- **Task statement**: Copy the listing from its first line up to and including the line with "left=69, top=0, right=145, bottom=15". Shift every bounding-box coordinate by -17, and leave all other text unchanged.
--- Input records ---
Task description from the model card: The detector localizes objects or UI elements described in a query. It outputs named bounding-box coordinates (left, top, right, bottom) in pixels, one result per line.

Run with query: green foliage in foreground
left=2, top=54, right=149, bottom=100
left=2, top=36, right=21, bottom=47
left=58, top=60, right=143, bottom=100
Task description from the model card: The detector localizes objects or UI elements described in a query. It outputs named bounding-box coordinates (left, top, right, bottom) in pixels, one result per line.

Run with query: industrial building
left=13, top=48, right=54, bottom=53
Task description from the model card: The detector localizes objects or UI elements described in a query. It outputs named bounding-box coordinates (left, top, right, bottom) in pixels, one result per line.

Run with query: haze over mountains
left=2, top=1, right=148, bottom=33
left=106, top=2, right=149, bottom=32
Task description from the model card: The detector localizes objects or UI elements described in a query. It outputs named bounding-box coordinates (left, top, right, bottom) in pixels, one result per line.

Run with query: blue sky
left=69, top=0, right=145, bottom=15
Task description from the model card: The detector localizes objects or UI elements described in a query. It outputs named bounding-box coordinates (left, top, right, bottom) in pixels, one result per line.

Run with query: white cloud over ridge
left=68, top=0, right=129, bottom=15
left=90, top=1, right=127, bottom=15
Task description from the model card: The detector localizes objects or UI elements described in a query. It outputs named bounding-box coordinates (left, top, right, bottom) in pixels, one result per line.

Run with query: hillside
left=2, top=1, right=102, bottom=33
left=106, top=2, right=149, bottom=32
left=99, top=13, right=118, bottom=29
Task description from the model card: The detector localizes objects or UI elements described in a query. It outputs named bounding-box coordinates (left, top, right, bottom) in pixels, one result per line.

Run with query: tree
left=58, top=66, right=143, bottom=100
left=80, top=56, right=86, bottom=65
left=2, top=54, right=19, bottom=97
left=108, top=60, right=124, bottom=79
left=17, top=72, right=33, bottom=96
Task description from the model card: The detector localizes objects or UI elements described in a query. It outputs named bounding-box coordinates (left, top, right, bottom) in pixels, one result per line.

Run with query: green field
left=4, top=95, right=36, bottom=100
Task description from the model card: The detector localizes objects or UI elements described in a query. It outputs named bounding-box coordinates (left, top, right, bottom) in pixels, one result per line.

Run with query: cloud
---
- **Solution to the exercise**:
Task description from the model card: The detector localizes objects or UI elements described in a query. It outputs named bounding-box coordinates (left, top, right, bottom) in pixels, one result per line.

Run with query: green foliage in foreground
left=-15, top=37, right=132, bottom=83
left=-15, top=19, right=4, bottom=30
left=41, top=43, right=126, bottom=83
Task description from the model card: The detector localizes objects or UI elements described in a query. It outputs named bounding-box coordinates (left, top, right, bottom) in pixels, one result per line.

Run with query: industrial building
left=-4, top=31, right=37, bottom=36
Task description from the model card: The detector localizes objects or UI elements described in a query. It outputs named bounding-box coordinates (left, top, right, bottom) in pixels, one result per line.

Run with query: haze over mountains
left=-15, top=-16, right=131, bottom=16
left=89, top=-15, right=132, bottom=15
Task description from the model card: The detector localizes objects or UI elements described in a query. It outputs named bounding-box coordinates (left, top, right, bottom) in pixels, one result per line.

Run with query: blue sky
left=52, top=-17, right=128, bottom=-2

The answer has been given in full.